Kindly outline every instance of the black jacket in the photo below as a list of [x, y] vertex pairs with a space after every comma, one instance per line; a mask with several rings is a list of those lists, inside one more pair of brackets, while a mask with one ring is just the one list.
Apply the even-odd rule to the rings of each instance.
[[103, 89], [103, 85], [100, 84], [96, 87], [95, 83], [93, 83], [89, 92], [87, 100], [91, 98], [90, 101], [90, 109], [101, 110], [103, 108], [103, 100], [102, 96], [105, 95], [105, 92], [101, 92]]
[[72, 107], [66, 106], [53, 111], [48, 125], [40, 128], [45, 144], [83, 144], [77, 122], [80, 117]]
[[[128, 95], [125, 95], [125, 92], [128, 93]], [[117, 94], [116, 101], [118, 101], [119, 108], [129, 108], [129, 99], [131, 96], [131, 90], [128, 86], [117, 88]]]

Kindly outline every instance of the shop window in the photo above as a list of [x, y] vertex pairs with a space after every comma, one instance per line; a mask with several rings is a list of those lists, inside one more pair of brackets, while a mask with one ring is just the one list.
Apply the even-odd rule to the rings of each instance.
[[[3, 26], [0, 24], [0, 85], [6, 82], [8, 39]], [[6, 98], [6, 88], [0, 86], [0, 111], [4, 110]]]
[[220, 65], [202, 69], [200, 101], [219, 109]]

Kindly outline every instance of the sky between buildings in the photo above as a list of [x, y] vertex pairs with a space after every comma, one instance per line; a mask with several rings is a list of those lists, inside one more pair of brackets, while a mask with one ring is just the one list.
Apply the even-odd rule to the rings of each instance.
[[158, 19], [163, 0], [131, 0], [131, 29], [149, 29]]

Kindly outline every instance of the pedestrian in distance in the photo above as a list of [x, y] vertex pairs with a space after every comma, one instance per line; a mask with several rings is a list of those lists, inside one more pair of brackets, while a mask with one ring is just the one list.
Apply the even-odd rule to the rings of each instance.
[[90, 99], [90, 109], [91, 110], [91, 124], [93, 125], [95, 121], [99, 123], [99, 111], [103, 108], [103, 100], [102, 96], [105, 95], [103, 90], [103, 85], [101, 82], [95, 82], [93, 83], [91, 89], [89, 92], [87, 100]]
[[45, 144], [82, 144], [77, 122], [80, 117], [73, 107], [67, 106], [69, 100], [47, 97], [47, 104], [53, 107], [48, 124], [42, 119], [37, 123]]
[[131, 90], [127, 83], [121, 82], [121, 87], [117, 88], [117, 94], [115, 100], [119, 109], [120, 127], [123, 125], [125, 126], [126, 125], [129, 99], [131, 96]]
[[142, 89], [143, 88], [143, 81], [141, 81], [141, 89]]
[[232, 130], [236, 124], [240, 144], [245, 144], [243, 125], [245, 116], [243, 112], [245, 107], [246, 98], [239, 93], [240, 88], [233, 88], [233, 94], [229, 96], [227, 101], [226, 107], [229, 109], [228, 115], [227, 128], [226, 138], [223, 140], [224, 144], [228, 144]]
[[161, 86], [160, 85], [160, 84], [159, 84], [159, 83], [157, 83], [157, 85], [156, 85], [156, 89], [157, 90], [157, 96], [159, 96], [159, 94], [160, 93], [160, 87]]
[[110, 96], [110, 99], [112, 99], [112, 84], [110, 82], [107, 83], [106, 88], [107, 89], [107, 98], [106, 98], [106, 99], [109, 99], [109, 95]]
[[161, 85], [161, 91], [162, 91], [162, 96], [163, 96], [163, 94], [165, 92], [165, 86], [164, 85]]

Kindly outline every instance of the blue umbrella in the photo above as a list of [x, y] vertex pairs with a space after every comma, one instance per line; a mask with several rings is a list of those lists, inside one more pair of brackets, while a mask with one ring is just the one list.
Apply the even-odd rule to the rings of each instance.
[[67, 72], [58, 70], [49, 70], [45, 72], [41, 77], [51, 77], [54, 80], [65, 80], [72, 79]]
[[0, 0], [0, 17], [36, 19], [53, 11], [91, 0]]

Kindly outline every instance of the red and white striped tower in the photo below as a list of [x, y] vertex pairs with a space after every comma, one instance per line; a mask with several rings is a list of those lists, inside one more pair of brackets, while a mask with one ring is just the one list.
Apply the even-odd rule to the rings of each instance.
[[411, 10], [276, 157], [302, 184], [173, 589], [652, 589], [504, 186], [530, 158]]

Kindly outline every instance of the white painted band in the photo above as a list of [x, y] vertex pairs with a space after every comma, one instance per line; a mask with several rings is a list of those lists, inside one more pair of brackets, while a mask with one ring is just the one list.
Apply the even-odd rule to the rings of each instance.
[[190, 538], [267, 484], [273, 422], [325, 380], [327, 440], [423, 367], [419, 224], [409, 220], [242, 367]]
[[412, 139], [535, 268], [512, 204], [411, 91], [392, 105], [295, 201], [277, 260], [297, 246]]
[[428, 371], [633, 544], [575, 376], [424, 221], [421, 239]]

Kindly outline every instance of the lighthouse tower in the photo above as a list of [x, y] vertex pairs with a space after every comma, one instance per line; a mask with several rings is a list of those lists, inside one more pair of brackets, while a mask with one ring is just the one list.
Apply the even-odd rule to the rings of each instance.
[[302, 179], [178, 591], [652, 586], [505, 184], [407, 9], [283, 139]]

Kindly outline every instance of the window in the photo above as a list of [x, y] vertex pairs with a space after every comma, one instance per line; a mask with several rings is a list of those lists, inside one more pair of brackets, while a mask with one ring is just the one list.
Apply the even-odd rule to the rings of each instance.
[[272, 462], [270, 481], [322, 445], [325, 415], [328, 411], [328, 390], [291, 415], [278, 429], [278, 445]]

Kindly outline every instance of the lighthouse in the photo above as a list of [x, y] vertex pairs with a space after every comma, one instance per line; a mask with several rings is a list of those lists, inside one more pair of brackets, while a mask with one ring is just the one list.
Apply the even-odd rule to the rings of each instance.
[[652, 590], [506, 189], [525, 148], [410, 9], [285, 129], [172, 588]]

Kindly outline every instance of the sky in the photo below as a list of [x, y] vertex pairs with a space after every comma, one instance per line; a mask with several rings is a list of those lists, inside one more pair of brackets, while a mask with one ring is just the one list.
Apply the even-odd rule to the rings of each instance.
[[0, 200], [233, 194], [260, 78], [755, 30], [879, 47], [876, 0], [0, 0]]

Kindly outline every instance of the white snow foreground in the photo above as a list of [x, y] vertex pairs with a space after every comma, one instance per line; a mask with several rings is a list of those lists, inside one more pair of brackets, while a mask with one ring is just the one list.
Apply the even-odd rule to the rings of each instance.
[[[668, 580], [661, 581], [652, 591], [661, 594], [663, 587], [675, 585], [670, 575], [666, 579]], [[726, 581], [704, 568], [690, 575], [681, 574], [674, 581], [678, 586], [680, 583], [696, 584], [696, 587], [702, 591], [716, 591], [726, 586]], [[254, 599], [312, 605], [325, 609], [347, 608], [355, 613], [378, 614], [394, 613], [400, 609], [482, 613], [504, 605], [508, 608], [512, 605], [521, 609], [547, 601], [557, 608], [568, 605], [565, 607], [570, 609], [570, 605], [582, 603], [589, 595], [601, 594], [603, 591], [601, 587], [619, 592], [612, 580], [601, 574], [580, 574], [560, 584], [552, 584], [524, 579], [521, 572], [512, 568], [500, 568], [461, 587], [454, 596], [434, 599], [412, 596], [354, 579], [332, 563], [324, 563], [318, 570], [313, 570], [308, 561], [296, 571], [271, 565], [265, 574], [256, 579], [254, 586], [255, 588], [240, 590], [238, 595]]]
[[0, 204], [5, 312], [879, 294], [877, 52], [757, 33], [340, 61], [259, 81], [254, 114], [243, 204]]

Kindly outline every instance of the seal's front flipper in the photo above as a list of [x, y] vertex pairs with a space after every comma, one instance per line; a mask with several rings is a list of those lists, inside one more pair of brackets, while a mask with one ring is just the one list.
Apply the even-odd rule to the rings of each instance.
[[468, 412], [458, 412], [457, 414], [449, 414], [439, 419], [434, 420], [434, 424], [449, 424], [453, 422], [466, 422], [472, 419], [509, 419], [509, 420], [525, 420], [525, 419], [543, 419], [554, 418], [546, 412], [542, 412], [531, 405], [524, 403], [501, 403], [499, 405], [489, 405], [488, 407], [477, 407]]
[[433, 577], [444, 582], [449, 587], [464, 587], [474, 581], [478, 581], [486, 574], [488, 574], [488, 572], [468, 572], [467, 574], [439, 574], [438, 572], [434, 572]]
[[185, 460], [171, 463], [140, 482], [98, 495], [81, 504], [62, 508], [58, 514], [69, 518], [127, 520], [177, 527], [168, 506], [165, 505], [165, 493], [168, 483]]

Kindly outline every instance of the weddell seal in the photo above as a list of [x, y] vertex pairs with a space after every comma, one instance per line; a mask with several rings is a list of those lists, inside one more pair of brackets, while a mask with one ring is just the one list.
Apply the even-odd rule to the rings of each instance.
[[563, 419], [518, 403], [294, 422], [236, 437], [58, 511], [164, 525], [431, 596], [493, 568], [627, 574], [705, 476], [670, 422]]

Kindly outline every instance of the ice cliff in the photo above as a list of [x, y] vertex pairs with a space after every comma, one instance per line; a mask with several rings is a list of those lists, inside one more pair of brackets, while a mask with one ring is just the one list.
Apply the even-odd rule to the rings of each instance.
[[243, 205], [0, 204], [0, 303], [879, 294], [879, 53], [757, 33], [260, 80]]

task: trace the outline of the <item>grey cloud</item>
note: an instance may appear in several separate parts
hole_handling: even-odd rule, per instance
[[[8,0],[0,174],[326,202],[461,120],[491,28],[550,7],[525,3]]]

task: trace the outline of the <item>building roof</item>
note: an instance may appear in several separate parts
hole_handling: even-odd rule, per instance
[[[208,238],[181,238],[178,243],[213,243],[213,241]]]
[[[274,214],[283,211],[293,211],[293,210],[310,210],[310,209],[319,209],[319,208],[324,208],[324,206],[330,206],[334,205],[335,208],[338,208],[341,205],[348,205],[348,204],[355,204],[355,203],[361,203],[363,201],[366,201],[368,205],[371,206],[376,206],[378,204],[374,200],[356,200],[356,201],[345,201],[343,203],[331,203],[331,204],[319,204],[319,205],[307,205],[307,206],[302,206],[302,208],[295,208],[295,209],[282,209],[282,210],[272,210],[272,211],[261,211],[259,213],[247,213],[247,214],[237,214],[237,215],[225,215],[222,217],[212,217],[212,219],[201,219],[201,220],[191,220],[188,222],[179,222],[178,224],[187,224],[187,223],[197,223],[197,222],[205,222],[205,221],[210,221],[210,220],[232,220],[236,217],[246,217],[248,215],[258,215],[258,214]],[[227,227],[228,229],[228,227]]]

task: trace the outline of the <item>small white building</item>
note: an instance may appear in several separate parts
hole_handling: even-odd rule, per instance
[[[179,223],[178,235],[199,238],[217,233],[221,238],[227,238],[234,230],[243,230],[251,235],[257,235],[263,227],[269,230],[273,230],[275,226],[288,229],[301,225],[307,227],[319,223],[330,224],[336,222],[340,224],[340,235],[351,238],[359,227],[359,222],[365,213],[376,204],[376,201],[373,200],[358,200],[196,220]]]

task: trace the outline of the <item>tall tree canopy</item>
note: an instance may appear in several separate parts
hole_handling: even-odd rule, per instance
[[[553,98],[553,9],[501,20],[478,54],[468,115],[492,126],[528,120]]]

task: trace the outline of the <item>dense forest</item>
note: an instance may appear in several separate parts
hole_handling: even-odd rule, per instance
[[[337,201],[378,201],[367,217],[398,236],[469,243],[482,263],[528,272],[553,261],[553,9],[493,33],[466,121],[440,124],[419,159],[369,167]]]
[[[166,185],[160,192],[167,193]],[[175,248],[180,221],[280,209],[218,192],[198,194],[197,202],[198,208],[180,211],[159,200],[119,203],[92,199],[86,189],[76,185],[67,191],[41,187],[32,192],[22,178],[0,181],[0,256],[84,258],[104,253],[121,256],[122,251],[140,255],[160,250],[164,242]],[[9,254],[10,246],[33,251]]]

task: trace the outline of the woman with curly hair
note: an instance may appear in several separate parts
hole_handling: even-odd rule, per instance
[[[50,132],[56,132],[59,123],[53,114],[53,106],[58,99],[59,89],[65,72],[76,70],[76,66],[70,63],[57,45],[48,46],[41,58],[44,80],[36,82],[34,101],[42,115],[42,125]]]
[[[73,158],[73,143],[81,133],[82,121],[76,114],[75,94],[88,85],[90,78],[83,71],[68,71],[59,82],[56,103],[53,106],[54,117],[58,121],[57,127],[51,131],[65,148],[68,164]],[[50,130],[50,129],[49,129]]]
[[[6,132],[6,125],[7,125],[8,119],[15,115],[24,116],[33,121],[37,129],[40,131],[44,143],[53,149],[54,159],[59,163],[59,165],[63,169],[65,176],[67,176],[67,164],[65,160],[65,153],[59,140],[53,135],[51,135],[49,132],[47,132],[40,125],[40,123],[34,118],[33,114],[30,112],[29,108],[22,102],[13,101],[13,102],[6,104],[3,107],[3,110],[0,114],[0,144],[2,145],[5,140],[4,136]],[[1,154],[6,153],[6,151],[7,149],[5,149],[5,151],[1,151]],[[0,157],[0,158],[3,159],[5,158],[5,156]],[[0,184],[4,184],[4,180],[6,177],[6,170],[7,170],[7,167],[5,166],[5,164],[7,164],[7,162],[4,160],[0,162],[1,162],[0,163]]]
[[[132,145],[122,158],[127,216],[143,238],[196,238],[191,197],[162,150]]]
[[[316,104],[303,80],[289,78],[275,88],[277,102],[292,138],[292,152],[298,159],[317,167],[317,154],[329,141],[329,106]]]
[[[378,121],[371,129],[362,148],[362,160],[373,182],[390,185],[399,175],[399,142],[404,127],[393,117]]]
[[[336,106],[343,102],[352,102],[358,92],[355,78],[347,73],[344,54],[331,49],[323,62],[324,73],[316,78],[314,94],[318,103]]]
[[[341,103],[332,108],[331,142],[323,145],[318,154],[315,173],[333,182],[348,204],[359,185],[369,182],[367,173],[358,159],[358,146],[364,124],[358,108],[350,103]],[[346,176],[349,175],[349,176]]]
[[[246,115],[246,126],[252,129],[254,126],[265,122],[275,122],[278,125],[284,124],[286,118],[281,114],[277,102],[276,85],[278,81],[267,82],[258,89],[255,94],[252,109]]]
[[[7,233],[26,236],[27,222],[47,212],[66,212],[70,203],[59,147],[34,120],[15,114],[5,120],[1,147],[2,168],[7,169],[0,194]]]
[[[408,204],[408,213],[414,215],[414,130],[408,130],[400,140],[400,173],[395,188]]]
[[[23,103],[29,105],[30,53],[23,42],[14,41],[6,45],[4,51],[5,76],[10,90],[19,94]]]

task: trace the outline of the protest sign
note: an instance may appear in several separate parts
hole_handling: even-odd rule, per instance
----------
## What is needed
Copy the stretch of the material from the line containing "task: trace the outline of the <item>grey" through the line containing "[[[8,0],[0,174],[326,202],[461,120],[491,28],[550,7],[525,3]]]", keeping every line unchanged.

## Solution below
task: trace the outline of the <item>grey cloud</item>
note: an instance may appear in several separate parts
hole_handling: even-odd rule, per instance
[[[8,0],[0,174],[326,202],[461,120],[491,28],[550,7],[525,3]]]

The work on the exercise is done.